Record set: Begin

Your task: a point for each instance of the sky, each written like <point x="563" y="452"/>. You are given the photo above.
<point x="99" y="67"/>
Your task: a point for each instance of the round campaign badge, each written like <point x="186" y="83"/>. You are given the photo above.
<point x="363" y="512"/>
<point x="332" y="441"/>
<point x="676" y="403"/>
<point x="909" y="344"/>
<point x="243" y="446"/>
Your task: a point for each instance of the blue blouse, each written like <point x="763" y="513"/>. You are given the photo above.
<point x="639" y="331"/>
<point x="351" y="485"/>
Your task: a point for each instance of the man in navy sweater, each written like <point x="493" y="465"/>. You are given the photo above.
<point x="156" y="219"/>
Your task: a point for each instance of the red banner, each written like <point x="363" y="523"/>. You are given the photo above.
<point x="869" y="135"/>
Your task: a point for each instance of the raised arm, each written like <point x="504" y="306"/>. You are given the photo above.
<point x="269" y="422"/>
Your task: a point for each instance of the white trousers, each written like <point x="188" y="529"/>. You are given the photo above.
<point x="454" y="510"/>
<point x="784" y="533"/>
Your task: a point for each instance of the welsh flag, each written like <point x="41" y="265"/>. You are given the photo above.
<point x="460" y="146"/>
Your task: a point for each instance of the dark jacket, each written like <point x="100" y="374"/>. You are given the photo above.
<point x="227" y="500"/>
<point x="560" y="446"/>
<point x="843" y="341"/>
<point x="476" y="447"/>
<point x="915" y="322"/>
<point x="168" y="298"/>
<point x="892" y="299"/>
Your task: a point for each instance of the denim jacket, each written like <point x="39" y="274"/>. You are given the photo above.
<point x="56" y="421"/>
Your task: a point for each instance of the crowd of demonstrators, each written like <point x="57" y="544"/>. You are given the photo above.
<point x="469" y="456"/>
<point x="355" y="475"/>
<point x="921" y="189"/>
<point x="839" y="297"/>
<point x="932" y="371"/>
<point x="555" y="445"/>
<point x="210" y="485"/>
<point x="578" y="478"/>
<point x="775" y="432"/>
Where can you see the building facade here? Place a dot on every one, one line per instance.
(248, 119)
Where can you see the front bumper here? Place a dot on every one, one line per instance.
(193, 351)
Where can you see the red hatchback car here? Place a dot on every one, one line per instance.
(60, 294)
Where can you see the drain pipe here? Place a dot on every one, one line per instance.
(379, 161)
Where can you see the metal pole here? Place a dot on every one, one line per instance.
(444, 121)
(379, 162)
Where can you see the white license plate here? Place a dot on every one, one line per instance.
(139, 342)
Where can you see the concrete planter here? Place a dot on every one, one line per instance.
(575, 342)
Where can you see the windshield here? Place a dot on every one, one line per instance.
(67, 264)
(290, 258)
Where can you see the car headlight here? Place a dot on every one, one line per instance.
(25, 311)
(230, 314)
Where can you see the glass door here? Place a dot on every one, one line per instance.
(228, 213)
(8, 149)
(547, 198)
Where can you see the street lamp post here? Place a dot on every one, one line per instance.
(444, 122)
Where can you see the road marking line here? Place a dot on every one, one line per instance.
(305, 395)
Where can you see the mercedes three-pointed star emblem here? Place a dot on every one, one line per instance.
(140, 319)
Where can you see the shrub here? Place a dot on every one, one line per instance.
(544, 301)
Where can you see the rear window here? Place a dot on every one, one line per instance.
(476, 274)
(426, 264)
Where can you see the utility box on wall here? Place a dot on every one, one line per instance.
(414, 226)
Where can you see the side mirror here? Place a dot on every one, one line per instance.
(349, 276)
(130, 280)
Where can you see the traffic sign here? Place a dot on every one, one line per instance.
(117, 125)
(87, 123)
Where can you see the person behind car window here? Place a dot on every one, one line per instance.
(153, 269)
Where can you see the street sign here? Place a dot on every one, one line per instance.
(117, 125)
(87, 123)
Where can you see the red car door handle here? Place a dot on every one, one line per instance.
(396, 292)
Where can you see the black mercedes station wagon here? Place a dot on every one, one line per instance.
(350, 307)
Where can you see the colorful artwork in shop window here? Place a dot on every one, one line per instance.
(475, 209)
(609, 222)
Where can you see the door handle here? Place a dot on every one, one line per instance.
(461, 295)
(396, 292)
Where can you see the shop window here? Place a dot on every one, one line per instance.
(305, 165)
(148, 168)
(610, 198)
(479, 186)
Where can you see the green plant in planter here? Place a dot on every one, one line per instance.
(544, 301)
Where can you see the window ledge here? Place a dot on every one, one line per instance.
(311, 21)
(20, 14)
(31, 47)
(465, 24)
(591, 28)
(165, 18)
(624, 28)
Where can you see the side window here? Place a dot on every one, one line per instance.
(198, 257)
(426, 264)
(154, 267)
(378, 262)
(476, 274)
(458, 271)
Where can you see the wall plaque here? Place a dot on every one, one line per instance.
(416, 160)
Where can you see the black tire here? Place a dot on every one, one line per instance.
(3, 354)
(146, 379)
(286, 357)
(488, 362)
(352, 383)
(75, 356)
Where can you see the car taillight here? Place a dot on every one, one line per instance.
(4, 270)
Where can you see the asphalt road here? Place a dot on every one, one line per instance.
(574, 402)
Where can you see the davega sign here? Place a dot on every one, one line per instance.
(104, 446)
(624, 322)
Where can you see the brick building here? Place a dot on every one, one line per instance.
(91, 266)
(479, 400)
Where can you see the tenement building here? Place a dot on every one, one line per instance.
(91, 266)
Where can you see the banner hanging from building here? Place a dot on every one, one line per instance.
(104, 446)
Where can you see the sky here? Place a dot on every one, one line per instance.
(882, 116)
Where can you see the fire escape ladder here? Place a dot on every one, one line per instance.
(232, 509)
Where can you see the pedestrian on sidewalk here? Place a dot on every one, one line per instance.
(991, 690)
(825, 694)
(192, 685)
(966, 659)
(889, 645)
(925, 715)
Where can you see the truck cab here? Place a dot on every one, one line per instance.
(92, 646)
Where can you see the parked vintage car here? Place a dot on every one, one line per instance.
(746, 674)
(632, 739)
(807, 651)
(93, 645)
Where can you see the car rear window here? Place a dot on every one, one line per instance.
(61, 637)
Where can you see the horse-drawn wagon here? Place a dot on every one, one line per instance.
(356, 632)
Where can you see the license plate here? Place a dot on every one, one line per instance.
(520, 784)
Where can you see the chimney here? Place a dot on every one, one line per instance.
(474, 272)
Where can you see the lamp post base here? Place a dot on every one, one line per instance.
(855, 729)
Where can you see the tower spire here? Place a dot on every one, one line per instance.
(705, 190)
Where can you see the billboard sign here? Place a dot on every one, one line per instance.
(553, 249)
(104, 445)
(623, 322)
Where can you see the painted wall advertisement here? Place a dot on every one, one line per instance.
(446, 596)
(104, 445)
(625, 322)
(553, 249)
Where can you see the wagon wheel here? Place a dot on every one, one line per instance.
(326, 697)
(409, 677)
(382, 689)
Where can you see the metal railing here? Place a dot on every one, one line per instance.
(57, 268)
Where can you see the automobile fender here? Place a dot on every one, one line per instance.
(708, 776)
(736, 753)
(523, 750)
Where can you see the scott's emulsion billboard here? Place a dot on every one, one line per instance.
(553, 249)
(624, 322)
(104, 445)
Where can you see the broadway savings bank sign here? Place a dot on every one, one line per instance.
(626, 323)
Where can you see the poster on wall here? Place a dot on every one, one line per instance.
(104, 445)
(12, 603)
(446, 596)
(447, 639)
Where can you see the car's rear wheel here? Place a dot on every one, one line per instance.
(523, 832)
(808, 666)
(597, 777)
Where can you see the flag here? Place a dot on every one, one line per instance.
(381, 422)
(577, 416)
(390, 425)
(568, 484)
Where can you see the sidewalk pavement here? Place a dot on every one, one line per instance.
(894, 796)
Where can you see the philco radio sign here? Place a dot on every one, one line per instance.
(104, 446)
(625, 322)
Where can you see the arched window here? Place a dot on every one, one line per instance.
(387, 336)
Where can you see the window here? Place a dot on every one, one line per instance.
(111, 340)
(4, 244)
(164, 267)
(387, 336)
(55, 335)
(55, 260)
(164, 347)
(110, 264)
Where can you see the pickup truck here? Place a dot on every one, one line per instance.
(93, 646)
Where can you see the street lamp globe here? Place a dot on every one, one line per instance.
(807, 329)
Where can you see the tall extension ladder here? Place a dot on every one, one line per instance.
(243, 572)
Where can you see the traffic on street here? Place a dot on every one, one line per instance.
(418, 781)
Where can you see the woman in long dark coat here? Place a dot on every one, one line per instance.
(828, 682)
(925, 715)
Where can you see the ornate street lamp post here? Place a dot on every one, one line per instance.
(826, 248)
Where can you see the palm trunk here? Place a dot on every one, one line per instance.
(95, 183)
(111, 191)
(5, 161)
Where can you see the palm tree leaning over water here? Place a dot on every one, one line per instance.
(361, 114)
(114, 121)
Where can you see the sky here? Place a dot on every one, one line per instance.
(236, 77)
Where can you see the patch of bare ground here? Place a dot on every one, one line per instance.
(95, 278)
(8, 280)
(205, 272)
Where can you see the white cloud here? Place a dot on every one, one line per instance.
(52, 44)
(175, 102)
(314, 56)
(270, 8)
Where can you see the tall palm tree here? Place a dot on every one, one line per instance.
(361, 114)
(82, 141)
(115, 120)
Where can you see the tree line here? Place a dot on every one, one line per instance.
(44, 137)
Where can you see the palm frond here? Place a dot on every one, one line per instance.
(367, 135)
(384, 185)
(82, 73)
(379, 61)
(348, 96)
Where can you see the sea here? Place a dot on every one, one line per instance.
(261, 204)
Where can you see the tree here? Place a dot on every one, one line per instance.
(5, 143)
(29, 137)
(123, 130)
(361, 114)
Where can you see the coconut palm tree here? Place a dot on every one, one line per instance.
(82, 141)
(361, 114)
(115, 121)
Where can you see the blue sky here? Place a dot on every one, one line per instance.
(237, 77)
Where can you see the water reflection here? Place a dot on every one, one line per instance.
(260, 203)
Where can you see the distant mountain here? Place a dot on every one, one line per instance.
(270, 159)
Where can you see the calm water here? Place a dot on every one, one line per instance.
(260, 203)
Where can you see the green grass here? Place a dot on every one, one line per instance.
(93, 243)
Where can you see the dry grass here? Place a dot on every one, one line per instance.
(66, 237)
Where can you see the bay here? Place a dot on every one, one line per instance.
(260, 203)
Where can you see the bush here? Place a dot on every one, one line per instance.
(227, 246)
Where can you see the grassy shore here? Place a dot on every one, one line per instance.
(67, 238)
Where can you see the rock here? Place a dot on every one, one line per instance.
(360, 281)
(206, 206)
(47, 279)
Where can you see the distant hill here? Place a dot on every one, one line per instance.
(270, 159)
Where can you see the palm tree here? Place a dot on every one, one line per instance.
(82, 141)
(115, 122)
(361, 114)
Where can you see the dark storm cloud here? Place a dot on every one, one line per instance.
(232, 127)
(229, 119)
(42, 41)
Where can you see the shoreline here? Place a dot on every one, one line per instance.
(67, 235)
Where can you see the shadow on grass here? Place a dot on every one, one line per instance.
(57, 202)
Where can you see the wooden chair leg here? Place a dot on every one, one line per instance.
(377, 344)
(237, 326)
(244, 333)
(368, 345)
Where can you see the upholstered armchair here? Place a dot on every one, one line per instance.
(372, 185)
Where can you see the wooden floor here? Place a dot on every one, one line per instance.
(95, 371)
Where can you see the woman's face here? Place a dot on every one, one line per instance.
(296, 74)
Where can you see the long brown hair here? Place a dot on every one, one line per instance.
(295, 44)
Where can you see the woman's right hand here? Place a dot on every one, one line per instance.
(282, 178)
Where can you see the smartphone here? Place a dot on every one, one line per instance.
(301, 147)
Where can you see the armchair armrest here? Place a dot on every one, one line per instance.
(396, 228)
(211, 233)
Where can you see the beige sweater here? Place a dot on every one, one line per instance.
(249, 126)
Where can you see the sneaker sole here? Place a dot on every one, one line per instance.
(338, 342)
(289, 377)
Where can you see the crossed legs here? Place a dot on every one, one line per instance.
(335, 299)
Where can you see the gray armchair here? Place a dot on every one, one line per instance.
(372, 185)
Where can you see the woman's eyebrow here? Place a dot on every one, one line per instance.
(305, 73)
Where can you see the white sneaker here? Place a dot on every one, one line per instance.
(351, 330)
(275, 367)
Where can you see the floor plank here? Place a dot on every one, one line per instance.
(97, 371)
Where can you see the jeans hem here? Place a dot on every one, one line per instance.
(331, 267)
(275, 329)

Record set: End

_Work required_
The requested lines run from the one with "Where can you see the white sneaker" through the last line of the records. Return them exactly.

_Response to this task_
Where can you see the white sneaker here? Place a dot on every one, one line per instance.
(351, 330)
(275, 367)
Where can you see the floor plank here? Place a dot on every one, one line per instance.
(97, 371)
Where can you see the jeans hem here? Place a dot on every one, one line per instance.
(331, 267)
(275, 329)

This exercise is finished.